PROBLEM TO SOLVE: Present the listing, starting at the line containing "Please trace the outline of every instance of the woman's" and ending at the line containing "62], [70, 62]]", as a Markdown table with columns Row and Line. Number each line in order and leave out any blank lines.

SOURCE MATERIAL:
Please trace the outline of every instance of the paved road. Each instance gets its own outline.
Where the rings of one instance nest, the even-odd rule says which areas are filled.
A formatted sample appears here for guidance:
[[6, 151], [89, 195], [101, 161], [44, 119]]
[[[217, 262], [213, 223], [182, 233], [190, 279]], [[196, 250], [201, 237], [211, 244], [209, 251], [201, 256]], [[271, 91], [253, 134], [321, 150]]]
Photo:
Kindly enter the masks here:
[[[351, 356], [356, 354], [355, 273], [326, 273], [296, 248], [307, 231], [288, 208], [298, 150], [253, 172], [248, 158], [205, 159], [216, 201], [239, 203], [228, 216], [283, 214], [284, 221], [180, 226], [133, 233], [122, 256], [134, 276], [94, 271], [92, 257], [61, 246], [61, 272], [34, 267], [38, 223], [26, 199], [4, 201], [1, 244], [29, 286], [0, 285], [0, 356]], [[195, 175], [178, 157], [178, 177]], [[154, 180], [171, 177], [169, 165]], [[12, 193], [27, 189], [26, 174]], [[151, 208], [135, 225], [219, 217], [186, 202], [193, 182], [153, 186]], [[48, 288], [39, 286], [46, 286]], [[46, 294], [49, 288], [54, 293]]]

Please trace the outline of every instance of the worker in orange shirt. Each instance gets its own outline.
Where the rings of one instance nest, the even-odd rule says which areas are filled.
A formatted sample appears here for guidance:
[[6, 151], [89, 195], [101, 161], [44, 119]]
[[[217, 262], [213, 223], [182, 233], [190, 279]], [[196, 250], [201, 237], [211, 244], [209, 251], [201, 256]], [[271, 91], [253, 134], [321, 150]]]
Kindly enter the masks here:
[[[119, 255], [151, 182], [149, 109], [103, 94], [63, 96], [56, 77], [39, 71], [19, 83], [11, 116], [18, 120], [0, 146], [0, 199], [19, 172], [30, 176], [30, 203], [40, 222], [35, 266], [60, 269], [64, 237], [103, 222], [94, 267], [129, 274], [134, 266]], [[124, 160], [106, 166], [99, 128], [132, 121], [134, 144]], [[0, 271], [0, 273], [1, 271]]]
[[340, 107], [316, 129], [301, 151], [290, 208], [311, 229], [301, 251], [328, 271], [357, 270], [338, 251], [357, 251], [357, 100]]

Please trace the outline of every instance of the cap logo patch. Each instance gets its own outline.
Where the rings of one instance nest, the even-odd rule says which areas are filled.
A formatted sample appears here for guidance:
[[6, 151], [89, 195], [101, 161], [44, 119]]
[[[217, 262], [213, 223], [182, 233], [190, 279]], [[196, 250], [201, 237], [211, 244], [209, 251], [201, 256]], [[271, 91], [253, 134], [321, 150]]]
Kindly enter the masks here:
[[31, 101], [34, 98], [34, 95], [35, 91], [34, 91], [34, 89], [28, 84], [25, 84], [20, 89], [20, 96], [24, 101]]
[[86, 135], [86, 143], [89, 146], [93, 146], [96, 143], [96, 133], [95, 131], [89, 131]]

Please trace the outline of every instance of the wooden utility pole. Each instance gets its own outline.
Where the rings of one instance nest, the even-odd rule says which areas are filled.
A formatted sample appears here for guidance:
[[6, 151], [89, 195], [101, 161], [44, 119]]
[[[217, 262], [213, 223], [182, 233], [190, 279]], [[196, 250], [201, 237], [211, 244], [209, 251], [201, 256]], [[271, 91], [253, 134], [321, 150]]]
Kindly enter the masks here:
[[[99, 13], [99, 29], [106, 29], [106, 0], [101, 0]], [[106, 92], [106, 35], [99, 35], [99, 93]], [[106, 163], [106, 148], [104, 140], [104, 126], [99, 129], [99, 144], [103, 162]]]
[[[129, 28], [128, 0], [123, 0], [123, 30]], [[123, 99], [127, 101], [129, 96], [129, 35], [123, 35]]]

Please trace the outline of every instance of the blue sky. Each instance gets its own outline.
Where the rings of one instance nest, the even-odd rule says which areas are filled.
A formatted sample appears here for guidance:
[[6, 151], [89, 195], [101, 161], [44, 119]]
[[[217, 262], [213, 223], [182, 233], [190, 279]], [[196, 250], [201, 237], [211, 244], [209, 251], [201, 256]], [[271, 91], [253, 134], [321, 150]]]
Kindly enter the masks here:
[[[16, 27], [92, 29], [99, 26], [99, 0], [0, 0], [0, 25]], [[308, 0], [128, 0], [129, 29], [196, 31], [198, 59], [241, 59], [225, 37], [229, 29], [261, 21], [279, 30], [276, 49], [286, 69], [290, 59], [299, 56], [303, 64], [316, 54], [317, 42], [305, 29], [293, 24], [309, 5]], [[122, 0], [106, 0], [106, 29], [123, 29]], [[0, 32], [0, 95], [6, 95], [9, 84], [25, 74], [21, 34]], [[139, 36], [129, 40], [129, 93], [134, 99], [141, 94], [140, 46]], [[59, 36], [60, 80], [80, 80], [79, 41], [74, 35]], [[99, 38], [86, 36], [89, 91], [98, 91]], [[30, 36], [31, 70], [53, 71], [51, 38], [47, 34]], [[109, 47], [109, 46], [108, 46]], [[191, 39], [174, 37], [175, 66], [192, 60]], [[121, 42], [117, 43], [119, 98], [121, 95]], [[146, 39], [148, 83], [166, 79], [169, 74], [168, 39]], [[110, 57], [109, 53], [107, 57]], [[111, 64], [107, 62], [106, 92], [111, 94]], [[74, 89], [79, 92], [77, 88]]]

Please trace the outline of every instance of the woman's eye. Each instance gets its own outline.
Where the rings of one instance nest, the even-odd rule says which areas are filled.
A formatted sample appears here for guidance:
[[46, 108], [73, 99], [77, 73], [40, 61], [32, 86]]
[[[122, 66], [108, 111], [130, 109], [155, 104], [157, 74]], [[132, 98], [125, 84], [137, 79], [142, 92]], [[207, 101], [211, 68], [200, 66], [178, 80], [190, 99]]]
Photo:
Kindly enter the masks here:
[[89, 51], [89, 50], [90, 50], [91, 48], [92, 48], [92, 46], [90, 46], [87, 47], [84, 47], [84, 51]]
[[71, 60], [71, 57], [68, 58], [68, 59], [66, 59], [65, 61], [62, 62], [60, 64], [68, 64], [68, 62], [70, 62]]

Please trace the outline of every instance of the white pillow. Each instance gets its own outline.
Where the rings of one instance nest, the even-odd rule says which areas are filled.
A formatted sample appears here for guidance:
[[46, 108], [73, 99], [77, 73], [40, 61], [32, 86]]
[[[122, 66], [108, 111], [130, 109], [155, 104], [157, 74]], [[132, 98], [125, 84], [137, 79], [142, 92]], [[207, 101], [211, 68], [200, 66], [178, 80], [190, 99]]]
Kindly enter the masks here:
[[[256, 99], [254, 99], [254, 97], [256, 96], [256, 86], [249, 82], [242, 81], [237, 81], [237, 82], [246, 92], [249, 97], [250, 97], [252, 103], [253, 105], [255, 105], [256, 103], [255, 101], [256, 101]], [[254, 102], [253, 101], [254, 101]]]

ANSWER FOR THE TASK:
| Row | Line |
|---|---|
| 1 | Please trace the outline of every instance of the woman's eye. Each instance gets its own outline. |
| 2 | Where the rings of one instance nest, the even-odd rule says which areas are filled. |
| 3 | A formatted sample appears here for guidance: |
| 4 | [[46, 108], [73, 99], [77, 73], [40, 61], [32, 86]] |
| 5 | [[[122, 66], [108, 111], [130, 109], [155, 104], [157, 74]], [[132, 98], [125, 84], [137, 79], [142, 92]], [[207, 101], [211, 68], [200, 66], [178, 80], [190, 99]]] |
| 6 | Photo: |
| 7 | Kindly enter the masks here: |
| 8 | [[89, 51], [89, 50], [90, 50], [91, 48], [92, 48], [92, 46], [90, 46], [87, 47], [84, 47], [84, 51]] |
| 9 | [[71, 60], [71, 57], [68, 58], [68, 59], [66, 59], [65, 61], [62, 62], [60, 64], [68, 64], [68, 62], [70, 62]] |